Extrait à lire:
····················

L’artiste, lui, a affirmé que ce qui avait motivé son initiative, c’était d’avoir assisté à une scène de rue, dans laquelle un homme avait été mis en pièces par deux bouledogues, sous le regard de passants, et de policiers municipaux qui n’étaient pas intervenus.

En 2008, il a déclaré : “Je ne sais plus ce qu’est devenu le chien, sachant que j’ai entrepris toute cette «démarche artistique», dans le seul but de montrer les conditions de vie des chiens errants.”

Adel Abdessemed né en 1971 à Constantine lors de sa rétrospective au Mac de Lyon en 2017, avait exposé une vidéo, à l’échelle des murs, sur laquelle on voyait un alignement de poulets, pendus contre un mur, et qui semblaient prendre feu.

····················

Reproduisez intégralement l'extrait à lire, sans rien y changer.

(Données d'ancrage d'expressions référentielles)
····················

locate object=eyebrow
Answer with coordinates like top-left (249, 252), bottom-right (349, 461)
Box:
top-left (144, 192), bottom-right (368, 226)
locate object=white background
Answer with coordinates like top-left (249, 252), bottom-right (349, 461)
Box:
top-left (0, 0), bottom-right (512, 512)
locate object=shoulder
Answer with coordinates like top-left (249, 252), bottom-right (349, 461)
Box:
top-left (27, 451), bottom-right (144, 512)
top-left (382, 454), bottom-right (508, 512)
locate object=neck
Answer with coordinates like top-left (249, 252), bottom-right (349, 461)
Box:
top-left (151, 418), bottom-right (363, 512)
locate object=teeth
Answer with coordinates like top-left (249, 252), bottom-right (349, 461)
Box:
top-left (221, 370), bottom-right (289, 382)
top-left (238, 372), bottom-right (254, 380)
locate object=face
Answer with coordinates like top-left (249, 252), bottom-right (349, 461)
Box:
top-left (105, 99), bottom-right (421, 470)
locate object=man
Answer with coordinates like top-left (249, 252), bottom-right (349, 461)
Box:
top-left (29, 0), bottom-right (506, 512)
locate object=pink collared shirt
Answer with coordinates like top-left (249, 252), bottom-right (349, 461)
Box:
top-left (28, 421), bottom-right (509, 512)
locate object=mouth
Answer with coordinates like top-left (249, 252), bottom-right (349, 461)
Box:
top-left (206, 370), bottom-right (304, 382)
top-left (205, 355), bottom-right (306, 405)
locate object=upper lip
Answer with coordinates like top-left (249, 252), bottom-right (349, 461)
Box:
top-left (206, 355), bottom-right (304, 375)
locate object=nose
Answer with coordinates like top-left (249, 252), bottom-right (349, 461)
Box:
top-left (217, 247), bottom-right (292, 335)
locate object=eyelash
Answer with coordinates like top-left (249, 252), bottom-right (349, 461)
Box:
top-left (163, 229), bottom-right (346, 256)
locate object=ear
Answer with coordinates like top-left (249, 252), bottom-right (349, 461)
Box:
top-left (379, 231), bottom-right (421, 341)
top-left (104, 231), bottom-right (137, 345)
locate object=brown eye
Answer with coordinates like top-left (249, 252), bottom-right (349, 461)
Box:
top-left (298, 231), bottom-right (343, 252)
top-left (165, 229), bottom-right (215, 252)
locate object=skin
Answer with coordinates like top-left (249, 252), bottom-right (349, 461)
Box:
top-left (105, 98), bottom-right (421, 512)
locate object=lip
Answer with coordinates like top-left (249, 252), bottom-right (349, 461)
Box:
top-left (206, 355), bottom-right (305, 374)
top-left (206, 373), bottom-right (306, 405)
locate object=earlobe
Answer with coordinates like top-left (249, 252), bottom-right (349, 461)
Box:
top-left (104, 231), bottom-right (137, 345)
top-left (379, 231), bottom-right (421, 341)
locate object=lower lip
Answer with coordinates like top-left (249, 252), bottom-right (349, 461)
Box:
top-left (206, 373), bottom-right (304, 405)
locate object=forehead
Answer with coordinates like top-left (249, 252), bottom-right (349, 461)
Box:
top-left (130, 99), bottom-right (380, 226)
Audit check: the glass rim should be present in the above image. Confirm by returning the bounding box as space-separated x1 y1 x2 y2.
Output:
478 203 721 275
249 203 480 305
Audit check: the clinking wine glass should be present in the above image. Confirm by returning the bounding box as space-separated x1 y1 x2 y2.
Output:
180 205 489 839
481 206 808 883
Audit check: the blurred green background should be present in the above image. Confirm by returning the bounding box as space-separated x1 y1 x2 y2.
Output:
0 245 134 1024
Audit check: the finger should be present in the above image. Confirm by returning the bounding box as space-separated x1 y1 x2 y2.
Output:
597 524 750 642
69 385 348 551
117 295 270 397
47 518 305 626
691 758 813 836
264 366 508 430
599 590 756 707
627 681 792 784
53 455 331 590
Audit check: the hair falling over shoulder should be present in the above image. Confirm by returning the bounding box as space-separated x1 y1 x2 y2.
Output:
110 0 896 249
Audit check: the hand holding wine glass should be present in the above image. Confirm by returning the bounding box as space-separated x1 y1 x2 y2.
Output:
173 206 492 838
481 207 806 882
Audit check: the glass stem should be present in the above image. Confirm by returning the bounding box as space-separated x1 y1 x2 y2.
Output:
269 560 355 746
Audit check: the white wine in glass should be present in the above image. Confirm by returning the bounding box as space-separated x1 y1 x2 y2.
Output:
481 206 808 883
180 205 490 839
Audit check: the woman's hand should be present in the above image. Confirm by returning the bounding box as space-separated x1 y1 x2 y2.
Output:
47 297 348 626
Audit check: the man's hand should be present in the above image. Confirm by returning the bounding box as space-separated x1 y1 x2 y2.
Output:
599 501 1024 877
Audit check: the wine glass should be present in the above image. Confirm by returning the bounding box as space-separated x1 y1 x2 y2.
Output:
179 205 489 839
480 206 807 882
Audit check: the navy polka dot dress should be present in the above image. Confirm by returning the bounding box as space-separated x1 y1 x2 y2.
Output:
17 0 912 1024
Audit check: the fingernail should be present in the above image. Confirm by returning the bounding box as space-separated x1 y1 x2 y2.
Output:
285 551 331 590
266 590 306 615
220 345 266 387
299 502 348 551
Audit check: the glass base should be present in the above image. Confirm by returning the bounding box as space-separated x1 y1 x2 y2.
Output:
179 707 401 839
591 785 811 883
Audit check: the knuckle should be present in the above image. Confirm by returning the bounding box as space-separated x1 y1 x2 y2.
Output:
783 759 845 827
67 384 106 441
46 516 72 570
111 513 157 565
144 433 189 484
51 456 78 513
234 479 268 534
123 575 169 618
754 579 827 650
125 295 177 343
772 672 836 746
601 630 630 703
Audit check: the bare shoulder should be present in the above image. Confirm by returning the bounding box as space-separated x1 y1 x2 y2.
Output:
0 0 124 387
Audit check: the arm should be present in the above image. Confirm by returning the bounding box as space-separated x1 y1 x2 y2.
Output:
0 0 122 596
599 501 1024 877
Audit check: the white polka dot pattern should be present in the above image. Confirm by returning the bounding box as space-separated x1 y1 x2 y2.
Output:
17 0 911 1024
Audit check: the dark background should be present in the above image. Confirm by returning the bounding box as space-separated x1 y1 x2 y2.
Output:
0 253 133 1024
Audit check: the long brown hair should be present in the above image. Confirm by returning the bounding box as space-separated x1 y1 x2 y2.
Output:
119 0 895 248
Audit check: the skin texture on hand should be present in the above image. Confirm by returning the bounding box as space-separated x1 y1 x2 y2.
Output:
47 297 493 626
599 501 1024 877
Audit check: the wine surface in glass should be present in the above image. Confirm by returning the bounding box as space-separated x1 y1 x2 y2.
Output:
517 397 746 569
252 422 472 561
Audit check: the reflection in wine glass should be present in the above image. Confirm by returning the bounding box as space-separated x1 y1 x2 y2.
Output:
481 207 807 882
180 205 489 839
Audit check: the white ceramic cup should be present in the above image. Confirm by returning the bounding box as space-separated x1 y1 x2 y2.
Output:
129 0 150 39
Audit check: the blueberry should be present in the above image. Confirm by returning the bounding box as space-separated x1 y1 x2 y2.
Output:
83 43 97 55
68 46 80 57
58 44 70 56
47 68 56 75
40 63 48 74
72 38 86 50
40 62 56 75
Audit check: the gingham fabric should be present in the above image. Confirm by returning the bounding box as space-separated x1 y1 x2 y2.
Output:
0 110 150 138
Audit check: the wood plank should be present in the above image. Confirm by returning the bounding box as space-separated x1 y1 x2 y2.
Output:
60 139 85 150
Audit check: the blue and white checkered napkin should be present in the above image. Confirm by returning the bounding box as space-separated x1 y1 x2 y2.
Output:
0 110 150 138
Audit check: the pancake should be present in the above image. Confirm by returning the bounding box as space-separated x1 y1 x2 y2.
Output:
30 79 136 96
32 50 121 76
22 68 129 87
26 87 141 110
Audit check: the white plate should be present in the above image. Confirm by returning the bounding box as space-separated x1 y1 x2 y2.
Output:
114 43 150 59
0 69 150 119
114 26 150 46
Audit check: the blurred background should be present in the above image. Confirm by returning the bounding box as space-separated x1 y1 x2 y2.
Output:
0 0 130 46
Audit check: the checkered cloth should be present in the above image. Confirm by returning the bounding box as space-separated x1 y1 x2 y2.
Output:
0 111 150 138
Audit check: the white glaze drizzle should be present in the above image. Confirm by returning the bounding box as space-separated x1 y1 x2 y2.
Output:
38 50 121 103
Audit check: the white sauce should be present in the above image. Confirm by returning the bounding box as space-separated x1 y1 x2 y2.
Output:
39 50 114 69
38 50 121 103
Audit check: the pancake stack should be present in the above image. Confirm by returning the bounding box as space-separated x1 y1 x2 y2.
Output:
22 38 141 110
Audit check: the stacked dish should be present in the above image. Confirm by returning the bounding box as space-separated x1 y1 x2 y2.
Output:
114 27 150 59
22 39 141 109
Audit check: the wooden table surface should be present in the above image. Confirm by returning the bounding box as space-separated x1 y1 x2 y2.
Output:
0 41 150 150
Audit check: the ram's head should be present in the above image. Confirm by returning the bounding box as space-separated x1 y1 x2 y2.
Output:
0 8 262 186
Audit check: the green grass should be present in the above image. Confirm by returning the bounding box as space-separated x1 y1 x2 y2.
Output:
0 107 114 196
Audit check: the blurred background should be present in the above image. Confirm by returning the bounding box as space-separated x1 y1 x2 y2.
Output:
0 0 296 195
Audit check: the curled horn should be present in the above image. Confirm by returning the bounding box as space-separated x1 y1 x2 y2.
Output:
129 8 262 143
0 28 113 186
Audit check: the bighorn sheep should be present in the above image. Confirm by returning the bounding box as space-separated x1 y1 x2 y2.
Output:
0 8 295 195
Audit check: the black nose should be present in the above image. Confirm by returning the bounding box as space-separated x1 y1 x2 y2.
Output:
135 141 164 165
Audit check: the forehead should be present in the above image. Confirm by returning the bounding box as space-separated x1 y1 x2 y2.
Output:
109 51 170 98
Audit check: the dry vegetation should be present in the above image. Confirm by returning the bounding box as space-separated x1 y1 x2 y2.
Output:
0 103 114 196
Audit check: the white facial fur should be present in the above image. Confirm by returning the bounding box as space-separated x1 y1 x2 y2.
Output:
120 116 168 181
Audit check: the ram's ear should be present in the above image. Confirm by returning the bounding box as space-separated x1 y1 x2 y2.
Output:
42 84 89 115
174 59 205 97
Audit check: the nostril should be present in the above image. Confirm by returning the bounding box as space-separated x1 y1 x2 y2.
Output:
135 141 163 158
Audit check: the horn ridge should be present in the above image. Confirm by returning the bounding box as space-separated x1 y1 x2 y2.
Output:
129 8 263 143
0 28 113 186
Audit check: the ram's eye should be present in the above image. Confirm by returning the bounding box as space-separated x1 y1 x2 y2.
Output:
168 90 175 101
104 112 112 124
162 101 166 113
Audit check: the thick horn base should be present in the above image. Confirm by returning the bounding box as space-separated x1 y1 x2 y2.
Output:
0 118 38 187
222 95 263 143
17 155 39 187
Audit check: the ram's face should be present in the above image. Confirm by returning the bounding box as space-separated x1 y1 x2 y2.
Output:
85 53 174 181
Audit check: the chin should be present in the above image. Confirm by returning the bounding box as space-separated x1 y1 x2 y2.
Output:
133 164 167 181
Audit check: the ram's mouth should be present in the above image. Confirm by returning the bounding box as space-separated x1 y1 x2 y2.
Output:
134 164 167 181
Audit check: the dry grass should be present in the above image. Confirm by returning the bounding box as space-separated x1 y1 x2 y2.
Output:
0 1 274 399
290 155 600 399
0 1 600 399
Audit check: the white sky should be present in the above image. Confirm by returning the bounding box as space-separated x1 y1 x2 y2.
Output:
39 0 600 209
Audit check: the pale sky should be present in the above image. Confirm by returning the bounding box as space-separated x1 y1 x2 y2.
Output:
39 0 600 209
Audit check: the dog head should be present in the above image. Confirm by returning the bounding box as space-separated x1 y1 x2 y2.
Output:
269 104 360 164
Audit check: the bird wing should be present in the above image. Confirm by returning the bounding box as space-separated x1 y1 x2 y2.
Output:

····················

Tâche réalisée:
L’artiste, lui, a affirmé que ce qui avait motivé son initiative, c’était d’avoir assisté à une scène de rue, dans laquelle un homme avait été mis en pièces par deux bouledogues, sous le regard de passants, et de policiers municipaux qui n’étaient pas intervenus.

En 2008, il a déclaré : “Je ne sais plus ce qu’est devenu le chien, sachant que j’ai entrepris toute cette «démarche artistique», dans le seul but de montrer les conditions de vie des chiens errants.”

Adel Abdessemed né en 1971 à Constantine lors de sa rétrospective au Mac de Lyon en 2017, avait exposé une vidéo, à l’échelle des murs, sur laquelle on voyait un alignement de poulets, pendus contre un mur, et qui semblaient prendre feu.